What is asked »
1 – Please write out, word for word, the stretch of the R. v. Pierre excerpt below from "Here the court" through "at para. 57.".
2 – Pick up the R. v. Pierre excerpt below at its last sentence and carry it on from there.

Text to read »
☆ ☆ ☆ ☆ ☆

In R. v. Pierre (Ont CA, 2025) the Ontario Court of Appeal allowed a criminal appeal, here from a conviction for second-degree murder.

Here the court considers evidentiary 'reasoning rules', here in a mixed jury charge/after-the-fact conduct/circumstantial evidence context:
THE GENERAL LEGAL PRINCIPLES

[50] The rules of evidence are generally thought of as being about admissibility. That is their characteristic role, but many of the rules of evidence address the use that can or should be made of evidence that has been admitted (the “reasoning rules”). The admission of the after-the-fact conduct evidence in this case is not in issue before us. This appeal concerns the reasoning rules that apply to after-the-fact conduct evidence. Those rules, which are most readily seen in jury trials in the form of required or suggested jury directions, originated to address unique reasoning risks that after-the-fact conduct evidence can give rise to: Calnen, at para. 116; R. v. Ethier, 2023 ONCA 600, 30 C.C.C. (3d) 121, at para. 57.

[51] Specifically, as circumstantial evidence, after-the-fact conduct evidence is often capable of supporting inferences not only about the material issue for which it has been received but for other purposes. Judicial experience has shown that some of the inferences that it may provoke are illogical or unfair, and that after-the-fact conduct evidence can be prone to receiving more weight than it warrants, in part because much of it discloses discreditable conduct by the accused. It can cause jurors to “jump to questionable conclusions” without the assistance of shared judicial experience: Calnen, at para. 116. Unless educated about the relevant risks, jurors are not apt to identify them and may engage in unfair reasoning. The law has therefore developed both “warnings” (cautionary instructions alerting jurors to reasoning dangers), and “limiting instructions” (directions to jurors to limit the use to which they put the evidence by telling them that “they must not consider the evidence for one or several purposes”): R. v. White, 2011 SCC 13, [2011] 1 S.C.R. 433 (“White (2011)”), at para. 34. Depending on the circumstances of the case, the failure to give either a warning or a limiting instruction can constitute reversible error where the failure to provide a warning or limiting instruction may leave the door open to juror reasoning errors.

☆ ☆ ☆ ☆ ☆

Dataset records »
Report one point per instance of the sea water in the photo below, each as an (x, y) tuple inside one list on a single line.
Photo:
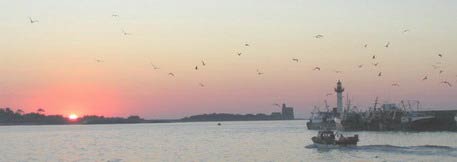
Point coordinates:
[(206, 141)]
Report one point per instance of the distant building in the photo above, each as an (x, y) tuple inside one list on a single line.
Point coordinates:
[(276, 116), (287, 112)]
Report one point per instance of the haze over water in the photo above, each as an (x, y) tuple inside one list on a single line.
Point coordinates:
[(79, 58)]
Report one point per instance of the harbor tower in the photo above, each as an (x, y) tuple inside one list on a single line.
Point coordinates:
[(339, 96)]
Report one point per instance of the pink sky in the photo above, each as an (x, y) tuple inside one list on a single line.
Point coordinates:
[(52, 64)]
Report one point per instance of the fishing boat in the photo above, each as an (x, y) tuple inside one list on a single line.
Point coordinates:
[(330, 139)]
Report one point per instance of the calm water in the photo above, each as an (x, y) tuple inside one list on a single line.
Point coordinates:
[(205, 141)]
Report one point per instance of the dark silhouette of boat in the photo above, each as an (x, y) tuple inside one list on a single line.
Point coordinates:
[(329, 138)]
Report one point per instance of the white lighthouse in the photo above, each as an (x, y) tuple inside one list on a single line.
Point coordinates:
[(339, 96)]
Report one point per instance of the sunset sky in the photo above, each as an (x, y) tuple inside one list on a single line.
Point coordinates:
[(52, 64)]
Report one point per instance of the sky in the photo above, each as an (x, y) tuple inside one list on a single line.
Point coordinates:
[(52, 64)]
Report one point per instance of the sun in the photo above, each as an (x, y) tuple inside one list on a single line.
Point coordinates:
[(72, 116)]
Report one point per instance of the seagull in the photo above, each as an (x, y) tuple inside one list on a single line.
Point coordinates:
[(425, 78), (258, 72), (446, 82), (32, 21), (387, 45), (154, 67), (375, 64), (318, 36), (125, 33)]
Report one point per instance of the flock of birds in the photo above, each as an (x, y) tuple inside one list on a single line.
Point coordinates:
[(259, 72)]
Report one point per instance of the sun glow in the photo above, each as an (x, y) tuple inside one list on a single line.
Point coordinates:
[(72, 116)]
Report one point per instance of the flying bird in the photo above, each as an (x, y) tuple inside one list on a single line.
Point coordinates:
[(425, 78), (32, 21), (375, 64), (447, 83), (125, 33), (387, 45), (154, 67), (318, 36), (258, 72)]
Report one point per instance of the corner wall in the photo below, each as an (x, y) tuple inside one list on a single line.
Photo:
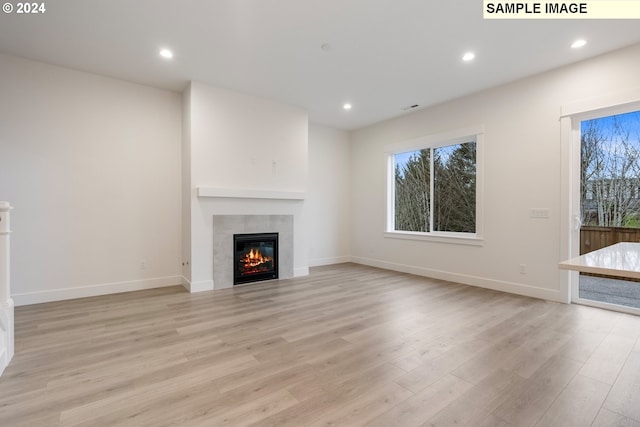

☆ ☆ ☆ ☆ ☆

Expected outputs »
1 –
Here the court considers evidentiary 'reasoning rules', here in a mixed jury charge/after-the-fact conduct/circumstantial evidence context:
THE GENERAL LEGAL PRINCIPLES

[50] The rules of evidence are generally thought of as being about admissibility. That is their characteristic role, but many of the rules of evidence address the use that can or should be made of evidence that has been admitted (the “reasoning rules”). The admission of the after-the-fact conduct evidence in this case is not in issue before us. This appeal concerns the reasoning rules that apply to after-the-fact conduct evidence. Those rules, which are most readily seen in jury trials in the form of required or suggested jury directions, originated to address unique reasoning risks that after-the-fact conduct evidence can give rise to: Calnen, at para. 116; R. v. Ethier, 2023 ONCA 600, 30 C.C.C. (3d) 121, at para. 57.

2 –
[52] However, there are no bright-line rules relating to what a jury charge must include where after-the-fact conduct evidence is admitted. It is not the case that special warnings are required relating to all after-the-fact conduct evidence: R. v. Cornelius, 2011 ONCA 551, 283 O.A.C. 66, at para. 19, citing White (2011), at paras. 105-107. Nor are limiting instructions required in every case. The requirements of the charge are based on the circumstance of the case, in light of the nature of the after-the-fact evidence and the trial as a whole, including the issues it presents, the entirety of the evidence, the relevance of the after-the-fact conduct evidence, and the submissions that have been made: Ethier, at para. 62; Calnen, at para. 118.
. R. v. Maadani

In R. v. Maadani (Ont CA, 2025) the Ontario Court of Appeal dismissed a criminal appeal, here from a conviction for second degree murder where the defendant argued self-defence.

Here the court considered the general adequacy of a jury charge:
[46] The starting point in considering the appellant’s arguments is a reminder that the court’s job is to take a functional approach to the review of jury instructions for legal error. The Supreme Court has emphasized this on several occasions, most recently in R. v. Lozada, 2024 SCC 18, 436 C.C.C. (3d) 76, at para. 14, and R. v. Abdullahi, 2023 SCC 19, 428 C.C.C. (3d) 1, at paras. 4, 35-37. The jury must be instructed properly, not perfectly, and whether the jury has been instructed properly must be answered by reading the instructions as a whole. The ultimate question is whether the jury was equipped to decide the case according to the law and evidence. If it was, then the jury was properly instructed. See e.g., R. v. Jacquard, 1997 CanLII 374 (SCC), [1997] 1 S.C.R. 314, at paras. 2, 62; R. v. Calnen, 2019 SCC 6, [2019] 1 S.C.R. 301, at paras. 8-9; and R. v. Khill, 2021 SCC 37, [2021] 2 S.C.R. 948, at para. 126.
. R. v. Beak

In R. v. Beak (Ont CA, 2025) the Ontario Court of Appeal dismissed a merged two-appellant murder appeal, here where "in addition to being guilty of sexual assault, the appellants were also guilty of first degree murder, pursuant to s. 231(5) of the Criminal Code".

Here the court generally-considers flaws with the trial judge's jury charge:
(1) The trial judge’s instructions on constructive first degree murder were accurate and complete

(a) Principles governing appellate review of jury instructions

[23] Appellate courts apply a “functional approach” when reviewing jury instructions for legal error. Pursuant to this functional approach, an accused is entitled to a jury that is properly, not perfectly, instructed.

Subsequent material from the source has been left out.